# Requirement
Reproduce word for word the lines between those holding "of the bride's" and "the bride in", inclusive, and nothing else from the data below.

# Records to process
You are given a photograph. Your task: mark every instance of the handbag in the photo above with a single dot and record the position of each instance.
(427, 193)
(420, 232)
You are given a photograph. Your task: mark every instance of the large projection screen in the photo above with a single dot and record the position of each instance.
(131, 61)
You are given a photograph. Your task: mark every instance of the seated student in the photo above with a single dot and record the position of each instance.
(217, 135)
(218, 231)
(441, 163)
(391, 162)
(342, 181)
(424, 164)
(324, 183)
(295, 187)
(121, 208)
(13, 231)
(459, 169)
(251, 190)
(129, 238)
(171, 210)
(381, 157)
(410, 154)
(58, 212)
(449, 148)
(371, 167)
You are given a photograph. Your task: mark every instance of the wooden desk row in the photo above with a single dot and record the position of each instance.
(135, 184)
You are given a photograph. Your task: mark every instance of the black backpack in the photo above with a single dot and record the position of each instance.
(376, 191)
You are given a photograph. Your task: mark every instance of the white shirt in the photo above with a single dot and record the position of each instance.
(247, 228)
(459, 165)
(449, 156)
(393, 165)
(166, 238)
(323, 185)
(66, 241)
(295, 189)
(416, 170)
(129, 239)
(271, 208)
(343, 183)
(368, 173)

---

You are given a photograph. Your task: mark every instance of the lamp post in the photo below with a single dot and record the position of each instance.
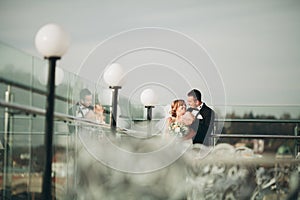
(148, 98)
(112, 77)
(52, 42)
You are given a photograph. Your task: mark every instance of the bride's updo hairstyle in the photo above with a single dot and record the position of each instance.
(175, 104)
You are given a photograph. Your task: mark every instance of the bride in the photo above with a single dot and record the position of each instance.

# Answer to this problem
You are given a photograph. Your task: mark every instance of the bride's updo hairstyle in the photo above with a single dot and record the position of each instance.
(175, 104)
You are given a photograph. Your task: mark every instance of the bride in the photo above with a single dot and record the position of each instance.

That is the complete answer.